--- BEGIN Exercise input ---

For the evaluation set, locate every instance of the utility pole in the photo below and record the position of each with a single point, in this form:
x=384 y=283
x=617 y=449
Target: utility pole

--- END Exercise input ---
--- BEGIN Exercise input ---

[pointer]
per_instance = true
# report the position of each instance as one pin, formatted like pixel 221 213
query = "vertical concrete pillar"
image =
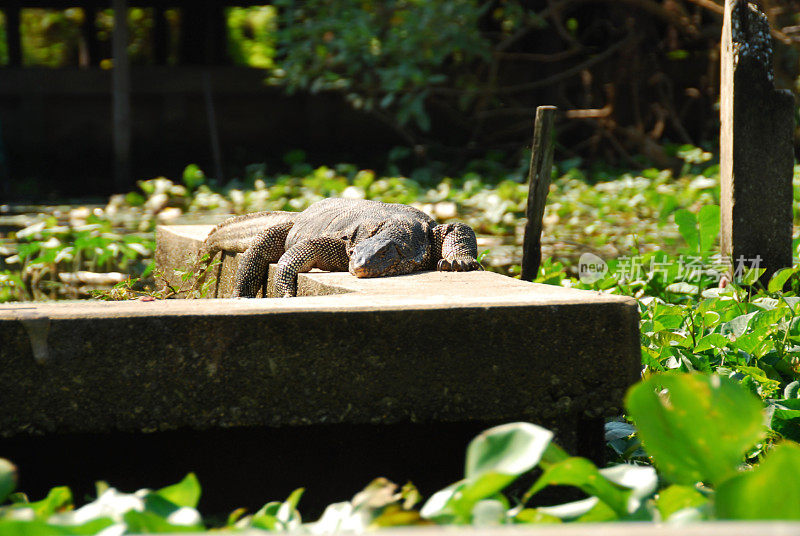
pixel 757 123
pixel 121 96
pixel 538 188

--- END Exercise input ---
--- BEGIN Exercise input ---

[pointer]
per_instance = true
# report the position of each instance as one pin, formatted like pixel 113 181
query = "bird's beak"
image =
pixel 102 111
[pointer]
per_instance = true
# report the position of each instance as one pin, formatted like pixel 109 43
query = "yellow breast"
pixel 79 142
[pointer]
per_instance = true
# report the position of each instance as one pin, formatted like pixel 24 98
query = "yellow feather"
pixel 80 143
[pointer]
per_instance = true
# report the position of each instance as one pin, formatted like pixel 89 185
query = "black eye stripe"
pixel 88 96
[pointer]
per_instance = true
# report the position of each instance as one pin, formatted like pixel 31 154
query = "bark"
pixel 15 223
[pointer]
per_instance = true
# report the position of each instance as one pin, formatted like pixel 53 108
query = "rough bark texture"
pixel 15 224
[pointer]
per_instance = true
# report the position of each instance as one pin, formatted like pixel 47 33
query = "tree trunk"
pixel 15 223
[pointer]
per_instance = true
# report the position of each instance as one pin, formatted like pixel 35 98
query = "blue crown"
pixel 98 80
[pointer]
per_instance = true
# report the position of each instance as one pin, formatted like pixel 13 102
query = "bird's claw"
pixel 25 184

--- END Exercise input ---

__What needs to be done__: Turn the stretch of the listing from the line containing "For the evaluation" through the line containing "Target: utility pole" into a Markdown table with the columns Row and Listing line, one numbered row per line and no blank lines.

__Solved problem__:
| Row | Listing line |
|---|---|
| 1 | For the evaluation set, locate every instance of the utility pole in the photo below and record the position of each with a single point, in this form: |
| 2 | x=384 y=283 |
| 3 | x=617 y=449 |
| 4 | Target: utility pole |